WHAT TO WORK ON:
A. Pull out the passage in the arthropod supertree project description, everything from "The Arthropod Supertree" down to "vectors of disease.", copying it word for word.
B. Pick up the arthropod supertree project description after its last sentence and keep writing it.

EXERCISE TEXT:
*** Block opens ***
The Arthropod Supertree of Life: An Online Interactive Resource for Testing Patterns in Arthropod Evolution and Biodiversity

Lead Research Organisation: The Natural History Museum
Department Name: Life Sciences


Around 80% of all animal species are arthropods: the group that includes insects, crabs and spiders. From their rapid radiation over 550 million years ago, they evolved to fill almost every habitat and exploit most imaginable lifestyles. Today, arthropods underpin virtually all ecological communities and food webs. They are of immense economic and medical importance to humans: as sources of food, crop pests and vectors of disease.

In order to understand the biodiversity of arthropods, to investigate the mechanisms by which they evolved, and to plan for their conservation, it is vitally important that we have a clear picture of their evolutionary relationships. There are many thousands of published evolutionary trees for particular arthropod groups at a shallow level (e.g., species within families) as well as many that attempt to resolve the more ancient branching events. These published trees represent an enormously rich resource, but one that largely remains locked within the pages of journals. This project will digitise 5,000 or more trees from across the arthropods, and make them available to all researchers electronically online.

Unfortunately, there are serious difficulties when researchers try to compare published trees: partly because they are derived from many different types of data (anatomy, molecules, genomes and fossils) and partly because they are analysed in an even greater variety of ways. More problematically, they often imply contradictory patterns of evolution. How, then, can we bring all of this information together to yield the giant, all-inclusive trees that evolutionary biologists and conservationists need, and do so without cherry-picking the data? Supertree methods are presently the most tractable approach, resolving conflict and finding overlap between the source trees using objective and repeatable rules. Such approaches have yielded the largest trees ever published.
*** Block closes ***
Records from a data collection:
*** Block opens ***
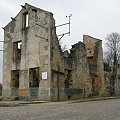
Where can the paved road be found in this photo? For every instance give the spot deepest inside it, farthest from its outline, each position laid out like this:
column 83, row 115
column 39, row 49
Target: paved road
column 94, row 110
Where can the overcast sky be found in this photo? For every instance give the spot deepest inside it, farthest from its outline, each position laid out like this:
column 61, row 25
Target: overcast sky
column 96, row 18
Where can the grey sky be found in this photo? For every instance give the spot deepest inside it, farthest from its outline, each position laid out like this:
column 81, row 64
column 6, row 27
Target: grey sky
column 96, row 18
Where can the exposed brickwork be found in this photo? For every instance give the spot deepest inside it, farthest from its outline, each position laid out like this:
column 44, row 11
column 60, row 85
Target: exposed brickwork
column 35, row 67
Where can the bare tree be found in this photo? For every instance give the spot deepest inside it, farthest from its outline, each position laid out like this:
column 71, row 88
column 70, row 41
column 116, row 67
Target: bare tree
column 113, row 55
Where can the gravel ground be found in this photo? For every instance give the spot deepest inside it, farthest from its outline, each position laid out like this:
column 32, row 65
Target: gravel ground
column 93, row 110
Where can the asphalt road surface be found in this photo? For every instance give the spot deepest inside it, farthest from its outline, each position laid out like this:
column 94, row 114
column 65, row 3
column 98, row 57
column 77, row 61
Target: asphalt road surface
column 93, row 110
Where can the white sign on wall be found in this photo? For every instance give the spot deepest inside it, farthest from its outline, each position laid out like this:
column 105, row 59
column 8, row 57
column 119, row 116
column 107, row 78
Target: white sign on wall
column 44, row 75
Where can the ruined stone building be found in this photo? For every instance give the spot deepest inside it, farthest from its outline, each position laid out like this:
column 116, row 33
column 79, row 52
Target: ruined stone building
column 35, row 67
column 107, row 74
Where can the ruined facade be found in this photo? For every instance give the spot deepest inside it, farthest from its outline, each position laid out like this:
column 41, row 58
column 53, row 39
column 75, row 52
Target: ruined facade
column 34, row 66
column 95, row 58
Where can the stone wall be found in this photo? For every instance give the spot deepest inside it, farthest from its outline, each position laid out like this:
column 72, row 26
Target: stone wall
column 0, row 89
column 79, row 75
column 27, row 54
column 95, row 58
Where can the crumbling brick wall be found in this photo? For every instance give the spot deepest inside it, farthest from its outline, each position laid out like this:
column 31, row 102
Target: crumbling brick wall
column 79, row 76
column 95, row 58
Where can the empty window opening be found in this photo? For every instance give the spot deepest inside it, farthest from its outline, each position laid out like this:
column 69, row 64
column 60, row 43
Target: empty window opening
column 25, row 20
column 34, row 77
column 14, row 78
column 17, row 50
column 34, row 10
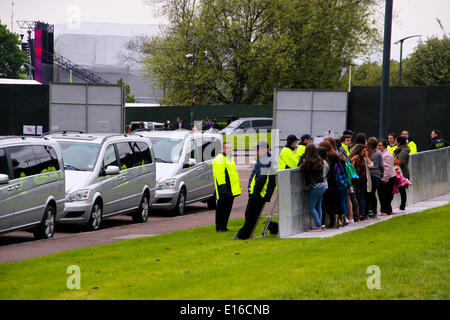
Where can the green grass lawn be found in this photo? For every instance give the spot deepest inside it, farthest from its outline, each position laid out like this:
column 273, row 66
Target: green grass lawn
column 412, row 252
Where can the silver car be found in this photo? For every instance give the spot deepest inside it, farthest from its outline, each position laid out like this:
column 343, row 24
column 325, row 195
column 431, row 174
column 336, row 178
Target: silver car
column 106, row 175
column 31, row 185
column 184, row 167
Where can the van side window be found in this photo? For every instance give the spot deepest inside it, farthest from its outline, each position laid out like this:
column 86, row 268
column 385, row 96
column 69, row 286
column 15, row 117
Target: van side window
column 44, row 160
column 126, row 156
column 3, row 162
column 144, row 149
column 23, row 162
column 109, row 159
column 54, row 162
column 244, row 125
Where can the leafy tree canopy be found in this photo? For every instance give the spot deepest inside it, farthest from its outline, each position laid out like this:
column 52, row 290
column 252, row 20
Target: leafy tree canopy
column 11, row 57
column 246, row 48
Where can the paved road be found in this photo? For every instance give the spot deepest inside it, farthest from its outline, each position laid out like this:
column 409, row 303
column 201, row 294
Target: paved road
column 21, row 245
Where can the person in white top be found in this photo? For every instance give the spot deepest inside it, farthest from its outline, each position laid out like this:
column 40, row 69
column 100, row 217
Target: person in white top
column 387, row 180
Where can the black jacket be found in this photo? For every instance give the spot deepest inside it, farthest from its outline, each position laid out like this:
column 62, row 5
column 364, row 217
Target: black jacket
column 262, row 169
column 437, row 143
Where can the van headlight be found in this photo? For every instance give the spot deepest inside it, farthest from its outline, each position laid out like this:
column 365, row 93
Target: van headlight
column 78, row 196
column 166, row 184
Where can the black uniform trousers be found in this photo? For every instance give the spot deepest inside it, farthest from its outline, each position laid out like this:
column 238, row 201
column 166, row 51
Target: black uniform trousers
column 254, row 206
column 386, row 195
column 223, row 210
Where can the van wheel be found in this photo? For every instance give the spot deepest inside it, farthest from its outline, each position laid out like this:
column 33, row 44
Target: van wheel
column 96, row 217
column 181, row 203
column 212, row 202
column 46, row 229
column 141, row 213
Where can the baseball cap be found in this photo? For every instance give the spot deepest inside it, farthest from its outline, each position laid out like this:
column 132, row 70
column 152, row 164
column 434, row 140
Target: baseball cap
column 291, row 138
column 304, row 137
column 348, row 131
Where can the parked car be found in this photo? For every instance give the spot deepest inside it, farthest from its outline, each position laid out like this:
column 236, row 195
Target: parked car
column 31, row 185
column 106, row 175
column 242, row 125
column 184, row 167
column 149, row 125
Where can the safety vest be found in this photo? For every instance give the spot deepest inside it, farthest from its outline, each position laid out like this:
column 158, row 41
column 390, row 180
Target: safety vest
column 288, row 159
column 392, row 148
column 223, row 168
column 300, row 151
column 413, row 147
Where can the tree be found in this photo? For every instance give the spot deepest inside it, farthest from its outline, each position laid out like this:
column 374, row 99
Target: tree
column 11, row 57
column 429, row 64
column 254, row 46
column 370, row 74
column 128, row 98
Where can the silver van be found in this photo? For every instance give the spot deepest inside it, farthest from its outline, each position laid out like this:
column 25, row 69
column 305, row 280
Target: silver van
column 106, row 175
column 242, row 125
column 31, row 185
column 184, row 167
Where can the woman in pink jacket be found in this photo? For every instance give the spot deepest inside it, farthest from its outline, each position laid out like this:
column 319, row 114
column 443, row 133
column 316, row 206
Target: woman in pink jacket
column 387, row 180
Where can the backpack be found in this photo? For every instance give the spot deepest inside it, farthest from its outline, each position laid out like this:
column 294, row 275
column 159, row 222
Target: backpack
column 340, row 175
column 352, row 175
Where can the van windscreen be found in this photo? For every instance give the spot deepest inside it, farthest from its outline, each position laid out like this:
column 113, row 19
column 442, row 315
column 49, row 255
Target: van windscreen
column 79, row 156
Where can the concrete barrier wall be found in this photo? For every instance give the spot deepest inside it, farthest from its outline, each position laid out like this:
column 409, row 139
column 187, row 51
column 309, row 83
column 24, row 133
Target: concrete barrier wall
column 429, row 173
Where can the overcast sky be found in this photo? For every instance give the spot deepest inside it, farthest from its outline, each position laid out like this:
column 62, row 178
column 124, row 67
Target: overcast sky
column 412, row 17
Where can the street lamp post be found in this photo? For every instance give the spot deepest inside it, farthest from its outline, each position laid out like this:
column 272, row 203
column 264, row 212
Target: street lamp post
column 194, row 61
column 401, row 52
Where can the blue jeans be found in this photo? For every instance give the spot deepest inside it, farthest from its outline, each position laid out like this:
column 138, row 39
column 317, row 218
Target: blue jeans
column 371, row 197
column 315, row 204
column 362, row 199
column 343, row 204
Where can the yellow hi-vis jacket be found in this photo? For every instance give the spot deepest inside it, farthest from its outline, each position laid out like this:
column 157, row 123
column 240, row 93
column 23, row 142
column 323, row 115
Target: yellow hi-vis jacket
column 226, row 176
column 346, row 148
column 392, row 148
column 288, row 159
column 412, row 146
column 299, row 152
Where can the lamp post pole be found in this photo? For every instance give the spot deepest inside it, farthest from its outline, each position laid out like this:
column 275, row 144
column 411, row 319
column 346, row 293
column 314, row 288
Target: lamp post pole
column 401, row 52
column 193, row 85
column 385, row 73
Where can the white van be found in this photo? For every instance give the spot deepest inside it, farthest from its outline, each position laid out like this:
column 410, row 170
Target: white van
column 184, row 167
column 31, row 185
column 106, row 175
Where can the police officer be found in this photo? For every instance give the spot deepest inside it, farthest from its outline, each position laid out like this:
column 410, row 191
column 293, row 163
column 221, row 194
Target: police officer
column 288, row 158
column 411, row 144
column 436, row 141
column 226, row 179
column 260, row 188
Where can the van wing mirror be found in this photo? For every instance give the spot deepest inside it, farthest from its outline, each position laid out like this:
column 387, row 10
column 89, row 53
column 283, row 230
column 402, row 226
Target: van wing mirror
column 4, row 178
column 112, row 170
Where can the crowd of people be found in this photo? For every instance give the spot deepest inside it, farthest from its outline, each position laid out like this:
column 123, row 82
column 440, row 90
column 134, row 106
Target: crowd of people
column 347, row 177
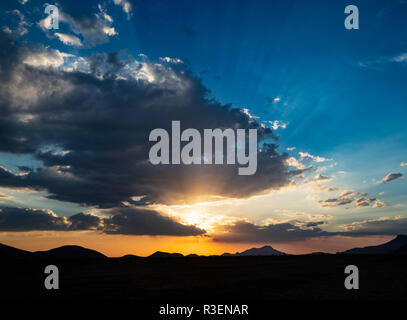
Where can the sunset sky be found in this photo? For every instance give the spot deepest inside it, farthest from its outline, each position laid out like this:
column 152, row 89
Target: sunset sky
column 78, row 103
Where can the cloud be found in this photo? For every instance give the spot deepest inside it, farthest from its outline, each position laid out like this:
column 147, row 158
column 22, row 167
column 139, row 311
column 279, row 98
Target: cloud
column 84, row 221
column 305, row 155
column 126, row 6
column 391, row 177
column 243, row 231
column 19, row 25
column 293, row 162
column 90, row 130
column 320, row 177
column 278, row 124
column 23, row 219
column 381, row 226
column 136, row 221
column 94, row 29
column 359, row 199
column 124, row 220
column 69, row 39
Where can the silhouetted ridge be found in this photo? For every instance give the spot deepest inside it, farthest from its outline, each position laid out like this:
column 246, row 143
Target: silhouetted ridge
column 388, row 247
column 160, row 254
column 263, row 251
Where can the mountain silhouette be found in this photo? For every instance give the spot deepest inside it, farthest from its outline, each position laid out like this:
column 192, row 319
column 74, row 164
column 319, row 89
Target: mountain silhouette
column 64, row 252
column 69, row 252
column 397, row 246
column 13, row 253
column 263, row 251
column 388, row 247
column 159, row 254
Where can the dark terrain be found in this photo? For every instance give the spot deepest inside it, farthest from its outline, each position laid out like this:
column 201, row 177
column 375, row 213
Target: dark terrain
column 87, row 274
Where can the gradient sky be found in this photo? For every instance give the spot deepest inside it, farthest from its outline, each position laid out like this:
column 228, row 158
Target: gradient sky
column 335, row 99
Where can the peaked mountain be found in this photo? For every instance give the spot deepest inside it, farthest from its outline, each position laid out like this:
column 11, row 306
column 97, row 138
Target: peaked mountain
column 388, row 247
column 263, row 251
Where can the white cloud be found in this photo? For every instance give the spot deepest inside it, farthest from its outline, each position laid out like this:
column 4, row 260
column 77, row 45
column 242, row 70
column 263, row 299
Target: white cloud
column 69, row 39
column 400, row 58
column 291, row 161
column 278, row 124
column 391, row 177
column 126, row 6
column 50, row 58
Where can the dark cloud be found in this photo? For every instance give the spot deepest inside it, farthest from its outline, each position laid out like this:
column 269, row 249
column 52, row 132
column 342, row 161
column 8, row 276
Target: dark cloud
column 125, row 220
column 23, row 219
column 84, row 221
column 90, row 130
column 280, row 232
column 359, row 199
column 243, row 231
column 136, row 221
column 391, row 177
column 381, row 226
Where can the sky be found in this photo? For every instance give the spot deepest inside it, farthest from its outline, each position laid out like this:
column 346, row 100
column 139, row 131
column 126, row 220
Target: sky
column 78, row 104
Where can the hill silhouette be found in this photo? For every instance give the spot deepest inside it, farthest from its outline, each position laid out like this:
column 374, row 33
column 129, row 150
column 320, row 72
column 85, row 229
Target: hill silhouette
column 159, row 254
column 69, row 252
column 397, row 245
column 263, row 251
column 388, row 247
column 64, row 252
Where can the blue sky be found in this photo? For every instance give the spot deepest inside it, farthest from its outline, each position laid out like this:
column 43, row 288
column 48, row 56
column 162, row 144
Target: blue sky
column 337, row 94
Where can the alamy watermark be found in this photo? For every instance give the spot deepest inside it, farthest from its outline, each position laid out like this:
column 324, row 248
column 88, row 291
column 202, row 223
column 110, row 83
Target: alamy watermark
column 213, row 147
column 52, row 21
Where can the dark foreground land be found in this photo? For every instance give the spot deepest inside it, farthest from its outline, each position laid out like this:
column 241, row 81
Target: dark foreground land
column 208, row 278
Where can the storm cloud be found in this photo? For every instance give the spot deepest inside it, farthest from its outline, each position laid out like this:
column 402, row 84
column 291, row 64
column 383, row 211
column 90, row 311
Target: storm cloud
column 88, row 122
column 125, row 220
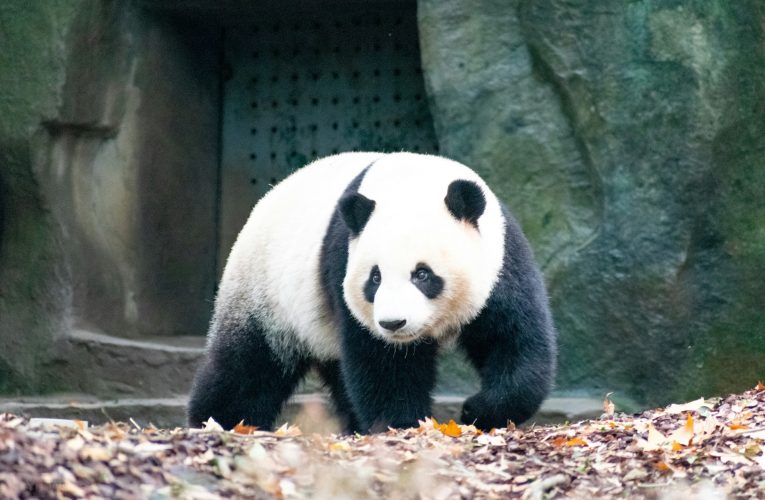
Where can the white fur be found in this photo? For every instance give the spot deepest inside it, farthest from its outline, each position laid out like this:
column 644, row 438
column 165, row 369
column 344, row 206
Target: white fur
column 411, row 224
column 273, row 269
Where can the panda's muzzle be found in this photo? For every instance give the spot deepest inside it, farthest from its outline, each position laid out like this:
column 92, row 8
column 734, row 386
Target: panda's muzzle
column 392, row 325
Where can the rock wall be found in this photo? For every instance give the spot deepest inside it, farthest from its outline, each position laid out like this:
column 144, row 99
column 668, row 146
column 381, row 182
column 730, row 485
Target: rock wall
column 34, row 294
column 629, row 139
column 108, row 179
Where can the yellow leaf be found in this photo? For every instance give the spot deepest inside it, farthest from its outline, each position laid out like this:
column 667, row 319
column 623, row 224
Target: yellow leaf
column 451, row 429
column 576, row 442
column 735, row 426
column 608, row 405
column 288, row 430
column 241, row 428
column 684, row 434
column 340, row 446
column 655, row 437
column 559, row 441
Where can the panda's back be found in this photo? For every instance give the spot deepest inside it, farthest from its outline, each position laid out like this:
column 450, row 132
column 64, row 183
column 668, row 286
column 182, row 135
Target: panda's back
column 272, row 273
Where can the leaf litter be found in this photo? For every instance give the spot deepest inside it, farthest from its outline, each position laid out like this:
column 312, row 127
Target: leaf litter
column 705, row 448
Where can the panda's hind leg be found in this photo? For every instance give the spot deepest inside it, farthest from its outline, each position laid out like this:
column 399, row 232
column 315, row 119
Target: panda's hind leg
*** Block closes ***
SOLVED TASKS:
A.
The Arthropod Supertree of Life: An Online Interactive Resource for Testing Patterns in Arthropod Evolution and Biodiversity

Lead Research Organisation: The Natural History Museum
Department Name: Life Sciences


Around 80% of all animal species are arthropods: the group that includes insects, crabs and spiders. From their rapid radiation over 550 million years ago, they evolved to fill almost every habitat and exploit most imaginable lifestyles. Today, arthropods underpin virtually all ecological communities and food webs. They are of immense economic and medical importance to humans: as sources of food, crop pests and vectors of disease.

B.
Unfortunately, again, the construction of supertrees is presently very time-consuming and labour-intensive. Moreover, once constructed, it is extremely difficult or impossible to add new trees, to sub-sample the data (e.g., molecules or morphology), or to generate supertrees using different methods. Another core objective of this project is therefore to develop a set of software tools that will largely automate the process, providing inexperienced users with the ability to construct a supertree for any arthropod group at any taxonomic level (e.g., species, genera, families, etc.), and using multiple filtering criteria (e.g., only the most robust or recent source trees). We will then embed these tools in the website containing our data.

Existing, fast supertree methods are not without their problems, and another key objective of the project will therefore be to realise and program novel approaches (new Quartet Joining, Maximum Likelihood, Conservative and Bayesian methods are all under development by members of the team and our collaborators). The properties of these new methods need characterisation, and our arthropod dataset will offer the perfect test case against which to benchmark their performance.

We will then use our supertrees to ask a range of important questions in the study of arthropod biodiversity. Which evolutionary relationships are well-understood, and which are most uncertain and in need of further research? Which arthropod groups have an evolutionary branching sequence that matches the order in which they appear as fossils (such groups are useful for calibrating 'molecular clocks')? Is there a relationship between the age of arthropod groups and their present day diversity? We will also explore the utility of supertrees for addressing conservation priorities. Species that are alone on isolated branches of the supertree have greater than average 'evolutionary distinctiveness'. Where these are also imminently endangered, a powerful case can be mounted to prioritise their preservation.

Technical Summary

1. We will construct the largest ever supertrees of arthropods by synthesising 5,000+ peer-reviewed cladograms from the literature. The Researcher Co-I and Data Clerk will archive these in Newick format along with rich metadata in XML (character type, analysis type, branch support measures and complete bibliographic information) that will add significant value. A SynTax-funded prototype and proof of principle for crabs is already online.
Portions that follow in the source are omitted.